[ABOUT THIS EXERCISE]: In the garden-watering guide, how often should outdoor plants be watered in summer during droughts and heatwaves?

[DOCUMENT SEGMENT]:
Watering your garden should be pretty straightforward, right? Well, not quite.
Watering at the wrong time of the day can render your efforts useless, and overwatering can cause issues such as root rot.
That’s why this guide will explore when and how to water your plants – and why.
- How often you should water your plants
- The best times of day to water
- How to save water in the garden
So, keep reading as we show you how to help your plants thrive – leaving you with a lush green garden whilst saving a little on water bills…
Plants need adequate water to survive, thrive and grow, but it’s not always easy to work out when to give them a drink or how much a specific plant needs.
There are a lot of variables to consider, so let’s explore how you should approach watering both indoor and outdoor plants.
How often should I water my plants?
Let’s start with outdoor plants. In spring when it rains regularly and it’s not overly hot, you may not need to water your plants a lot – sometimes barely once a week.
This is because the climate is ideal for growth, and if they’re in the ground, the water table should be at a good level.
Similarly, outdoor plants usually don’t need watering much in winter as they go dormant or focus on root growth.
Here’s a quick guide:
- In spring – Water when the ground looks dry, and consider adding a spring fertiliser.
- In summer – Water well during droughts and heatwaves, at least once or twice a week, and do container plants much more often.
- In autumn – water as needed, similarly to springtime.

[DATA LISTING]:
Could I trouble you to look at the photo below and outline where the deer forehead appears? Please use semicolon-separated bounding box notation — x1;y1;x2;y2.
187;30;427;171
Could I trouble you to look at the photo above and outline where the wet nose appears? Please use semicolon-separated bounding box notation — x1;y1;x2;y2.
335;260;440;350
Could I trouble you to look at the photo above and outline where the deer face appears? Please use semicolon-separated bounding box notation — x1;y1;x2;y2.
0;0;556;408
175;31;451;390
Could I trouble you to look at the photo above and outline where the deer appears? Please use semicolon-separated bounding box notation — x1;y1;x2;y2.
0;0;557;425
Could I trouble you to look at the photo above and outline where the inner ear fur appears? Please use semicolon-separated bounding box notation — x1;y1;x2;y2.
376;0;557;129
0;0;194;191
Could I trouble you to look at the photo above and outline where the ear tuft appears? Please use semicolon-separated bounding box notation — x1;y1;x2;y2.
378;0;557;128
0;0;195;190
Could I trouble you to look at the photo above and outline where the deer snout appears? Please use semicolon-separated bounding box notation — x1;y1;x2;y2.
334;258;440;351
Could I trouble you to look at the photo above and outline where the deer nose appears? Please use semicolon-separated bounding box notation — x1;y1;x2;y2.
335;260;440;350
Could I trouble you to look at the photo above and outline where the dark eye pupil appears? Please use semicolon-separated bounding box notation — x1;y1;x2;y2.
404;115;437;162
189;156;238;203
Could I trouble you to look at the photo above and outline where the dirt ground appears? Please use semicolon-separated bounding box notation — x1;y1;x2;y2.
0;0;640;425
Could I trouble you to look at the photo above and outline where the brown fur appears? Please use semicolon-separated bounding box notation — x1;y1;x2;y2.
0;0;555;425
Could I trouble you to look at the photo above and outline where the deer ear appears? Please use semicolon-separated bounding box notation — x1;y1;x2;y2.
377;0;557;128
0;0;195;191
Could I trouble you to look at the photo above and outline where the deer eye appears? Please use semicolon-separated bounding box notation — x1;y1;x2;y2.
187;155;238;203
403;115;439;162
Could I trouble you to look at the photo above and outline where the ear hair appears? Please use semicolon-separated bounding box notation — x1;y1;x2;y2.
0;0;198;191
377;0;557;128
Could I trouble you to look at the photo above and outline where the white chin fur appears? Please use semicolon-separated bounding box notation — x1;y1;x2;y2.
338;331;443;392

[ANSWER TO THE PROBLEM]: At least once or twice a week, with container plants watered much more often.